● **THE DATA**:

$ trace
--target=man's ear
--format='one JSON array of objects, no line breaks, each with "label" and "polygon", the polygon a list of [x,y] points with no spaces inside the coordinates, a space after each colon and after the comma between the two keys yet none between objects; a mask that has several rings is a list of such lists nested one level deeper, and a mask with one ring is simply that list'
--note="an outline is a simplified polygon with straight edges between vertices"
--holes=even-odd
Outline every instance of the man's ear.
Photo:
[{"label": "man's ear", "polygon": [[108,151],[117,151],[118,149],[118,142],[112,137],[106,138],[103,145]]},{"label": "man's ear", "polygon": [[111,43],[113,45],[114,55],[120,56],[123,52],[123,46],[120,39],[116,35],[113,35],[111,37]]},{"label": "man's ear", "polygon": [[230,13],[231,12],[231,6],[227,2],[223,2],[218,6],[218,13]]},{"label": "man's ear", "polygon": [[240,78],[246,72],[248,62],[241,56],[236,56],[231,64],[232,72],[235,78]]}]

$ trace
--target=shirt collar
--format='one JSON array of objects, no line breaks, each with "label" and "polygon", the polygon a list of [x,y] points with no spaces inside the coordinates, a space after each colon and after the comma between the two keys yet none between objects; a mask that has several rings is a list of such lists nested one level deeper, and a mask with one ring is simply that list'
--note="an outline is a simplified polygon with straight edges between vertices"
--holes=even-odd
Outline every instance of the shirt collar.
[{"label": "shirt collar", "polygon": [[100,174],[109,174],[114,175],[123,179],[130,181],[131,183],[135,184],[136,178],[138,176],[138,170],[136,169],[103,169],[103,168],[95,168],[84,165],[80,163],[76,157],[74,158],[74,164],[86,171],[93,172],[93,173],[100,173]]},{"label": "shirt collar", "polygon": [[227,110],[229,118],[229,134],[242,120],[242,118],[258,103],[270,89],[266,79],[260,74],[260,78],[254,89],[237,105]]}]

● **SET PROBLEM**: Rewrite all of the material above, replacing "simplified" with "simple" everywhere it occurs and leaving everything else unchanged.

● **RESULT**:
$ trace
--target=man's ear
--format='one JSON array of objects, no line breaks, each with "label" and "polygon", the polygon a list of [x,y] points with no spaces inside the coordinates, a space after each colon and after the comma between the two keys yet none between objects; a mask that has several rings is a list of such lists nested one level deeper, and a mask with one ring is simply that list'
--note="an outline is a simple polygon with straight edges between vertices"
--holes=even-odd
Outline every instance of the man's ear.
Photo:
[{"label": "man's ear", "polygon": [[108,151],[117,151],[118,149],[118,142],[112,137],[106,138],[103,145]]},{"label": "man's ear", "polygon": [[111,43],[113,45],[114,55],[120,56],[123,52],[123,46],[120,39],[116,35],[113,35],[111,37]]},{"label": "man's ear", "polygon": [[230,13],[231,12],[231,6],[227,2],[223,2],[218,6],[218,13]]},{"label": "man's ear", "polygon": [[240,78],[246,72],[248,62],[241,56],[236,56],[231,64],[232,72],[235,78]]}]

$ trace
--target=shirt collar
--format='one JSON array of objects, no line breaks, each with "label" and "polygon", the polygon a list of [x,y] points with no spaces inside the coordinates, a space after each colon and after the comma between the two keys yet none between objects; a mask that has several rings is a list of such lists nested one level deeper, and a mask with one ring is simply that list'
--note="an outline is a simple polygon with straight edges between vertices"
--holes=even-odd
Outline every instance of the shirt collar.
[{"label": "shirt collar", "polygon": [[100,174],[109,174],[114,175],[123,179],[130,181],[131,183],[135,184],[136,178],[138,176],[138,170],[136,169],[103,169],[103,168],[95,168],[84,165],[80,163],[76,157],[74,158],[74,164],[86,171],[93,172],[93,173],[100,173]]},{"label": "shirt collar", "polygon": [[227,110],[229,118],[229,134],[242,120],[242,118],[258,103],[270,89],[266,79],[260,74],[260,78],[254,89],[237,105]]}]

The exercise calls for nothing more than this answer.